### [Passage given]
** start **

# SQ build 2011 cruze



## rhodges28 (Jun 6, 2011)

*Equipment*

15 inch 2515 DD

DD m2c two channel full range ampifiler

Hybrid-audio stage one 6.5 

AQ 1200.1 

Stock headunit

*AudioControl-LC6i*


Stock tweeters

Kinetic 800 

Knu knocepts 0/1 guage wiring Two runs to front battery, one ground and one positive, i did this to in order to keep the whine down and so far its worked. 

I have tapped into the speaker wire in the driver side kick panel for now.


----------



## rhodges28 (Jun 6, 2011)




----------



## rhodges28 (Jun 6, 2011)




----------



## tecollins1 (Nov 6, 2011)

rhodges28 said:


> Knu knocepts 0/1 guage wiring Two runs to front battery, one ground and one positive, i did this to in order to keep the whine down and so far its worked.
> 
> I have tapped into the speaker wire in the driver side kick panel for now.


you say you dont not have any alternator whine at all? everyone else that has added either a 4ch or 2ch for the front speakers have been getting feed back when headlights are on and when you apply the brakes...

what input are you useing for your amp, RCA or speaker wire?


----------



## XtremeRevolution (Jan 19, 2012)

You really need to get rid of those stock tweeters and use a conponent set for an sq build. You don't know what you're missing out on. I'm glad you deadened the door panels though. 

Sent from my SGH-T999 using AutoGuide App


----------



## rhodges28 (Jun 6, 2011)

** end **

### [Complete the following]
A) In three sentences, what does the forum thread on the 2011 Cruze SQ build say?
B) Which usernames post in the forum thread on the 2011 Cruze SQ build? List all of them.
C) Continue the forum thread on the 2011 Cruze SQ build from its last line.

### [Stored data]
** start **

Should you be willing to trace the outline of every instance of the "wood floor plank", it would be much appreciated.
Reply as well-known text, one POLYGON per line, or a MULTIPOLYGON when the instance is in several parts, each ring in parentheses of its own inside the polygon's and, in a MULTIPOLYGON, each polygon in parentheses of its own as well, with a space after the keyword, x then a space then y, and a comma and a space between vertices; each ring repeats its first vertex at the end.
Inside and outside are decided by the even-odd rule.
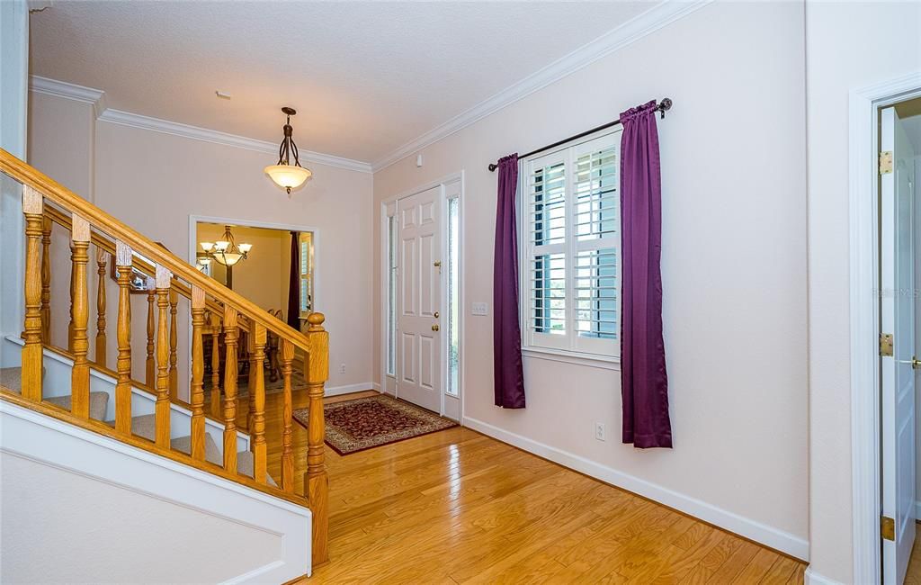
MULTIPOLYGON (((283 406, 266 396, 276 478, 283 406)), ((307 430, 292 433, 299 493, 307 430)), ((802 563, 460 427, 326 463, 330 561, 301 583, 802 582, 802 563)))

** end **

### [Expected results]
A) rhodges28 lists the equipment for an SQ build in a 2011 Cruze, says two runs of 0/1 gauge wiring (one ground, one positive) go to the front battery to keep whine down, and says the speaker wire was tapped in the driver side kick panel. tecollins1 asks whether there is really no alternator whine, since others adding a 4-channel or 2-channel amp for the front speakers got feedback with the headlights on or the brakes applied, and asks whether the amp input is RCA or speaker wire. XtremeRevolution urges replacing the stock tweeters with a component set for an SQ build and is glad the door panels were deadened.

B) rhodges28, tecollins1, XtremeRevolution

C)
I have speaker wire running back to my audio control lc6i and then from there running to my amps. Also i betting some of those people run their rca's and or speaker wire next to their power wire which can cause some sort of noise interference. Also it helps to create a loop in the battery system, which is why i ran my negative up to the front battery to prevent any unwanted noise. I am currently looking for some tweeters to replace those stock crap lol but for now they will stay. Work bench is first on my list so i can actually start working on my car and have a place to work on it. Stage III - Unity - The Home of the World's Finest Loudspeakers, and World Championship Car Audio Speaker Systems. This is what i am looking at getting. I love the sound they produce.


----------



## rhodges28 (Jun 6, 2011)

As you can see from the picture there are two runs of 0 guage going to my second battery. My ground runs along the side of the driver side and my power wire runs along the side of the passenger side. These all run into trunk.


----------



## XtremeRevolution (Jan 19, 2012)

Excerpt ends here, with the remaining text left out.